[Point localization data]
--
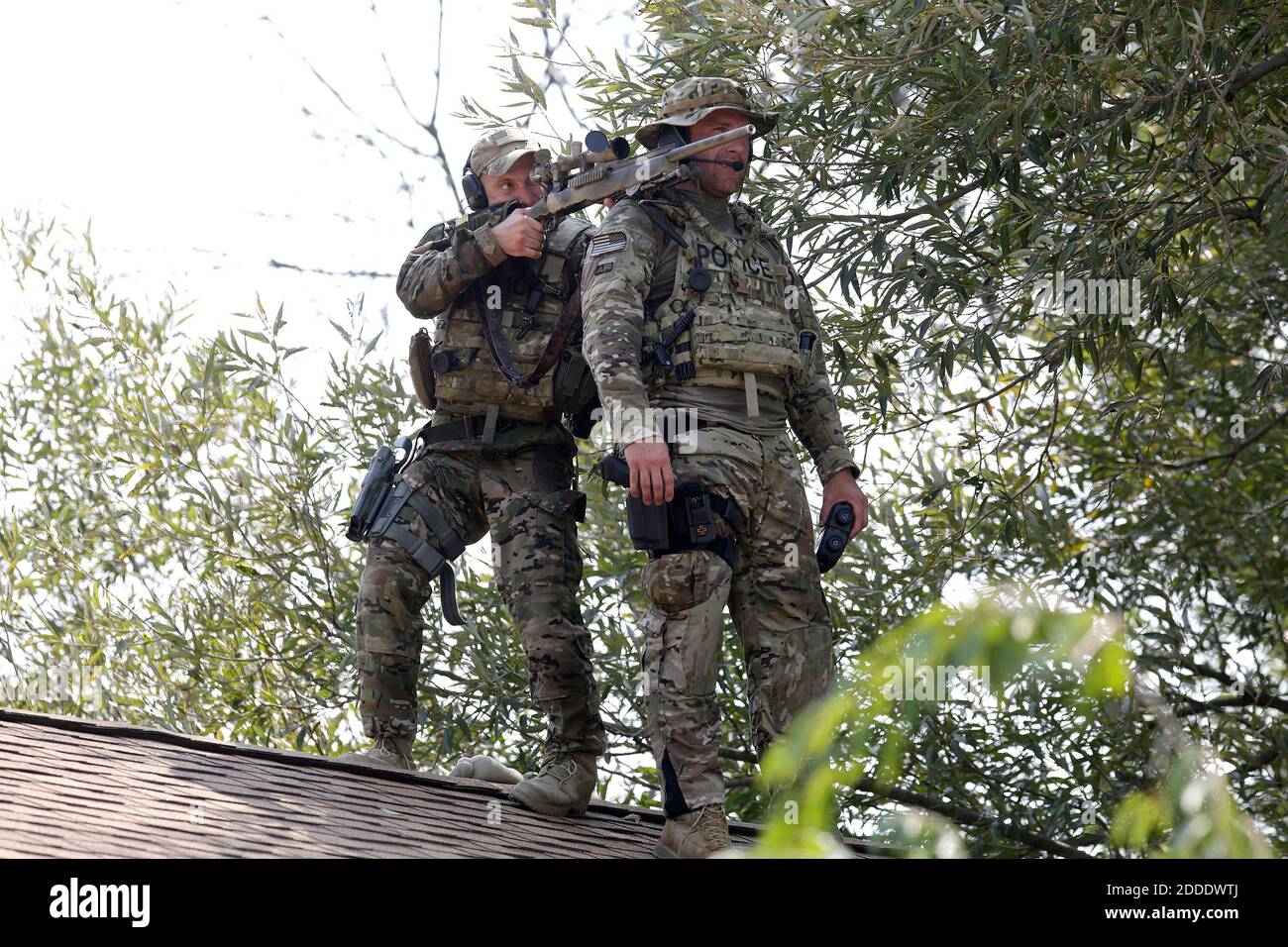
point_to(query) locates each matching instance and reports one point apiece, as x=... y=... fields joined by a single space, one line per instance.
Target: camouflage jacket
x=463 y=256
x=618 y=277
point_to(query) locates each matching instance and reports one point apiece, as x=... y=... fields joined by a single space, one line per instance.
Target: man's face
x=513 y=185
x=719 y=180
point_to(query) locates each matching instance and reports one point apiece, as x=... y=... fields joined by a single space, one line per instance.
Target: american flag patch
x=606 y=244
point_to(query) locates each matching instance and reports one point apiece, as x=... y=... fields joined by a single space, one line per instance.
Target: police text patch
x=606 y=244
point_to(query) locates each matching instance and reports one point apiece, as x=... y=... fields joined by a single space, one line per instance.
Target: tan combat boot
--
Your instructions
Copy every record exactly; no pictures.

Written response
point_to(query) locates each matching instance and reports one point apiece, as x=... y=... fields joined by a single space, one line per instance.
Target: camouflage jacket
x=463 y=256
x=618 y=277
point_to(query) locates each matching instance and reports one point apiece, as x=... y=... fields joined by a single space, one line per instance.
Target: man's face
x=513 y=185
x=719 y=180
point_to(query) locates each matching instance and reports one point apiece, as x=... y=... fields joined by a single space, one line per instance.
Target: american flag patch
x=606 y=244
point_to(query) locates each matching instance and reports one point apiece, as x=... y=... fields joined by a single space, one line per instance.
Target: police text patch
x=606 y=244
point_to(query) locates each matching instance and reports one point apiece, as x=... y=... fields joined by a single space, one line per instance.
Target: tan combat boot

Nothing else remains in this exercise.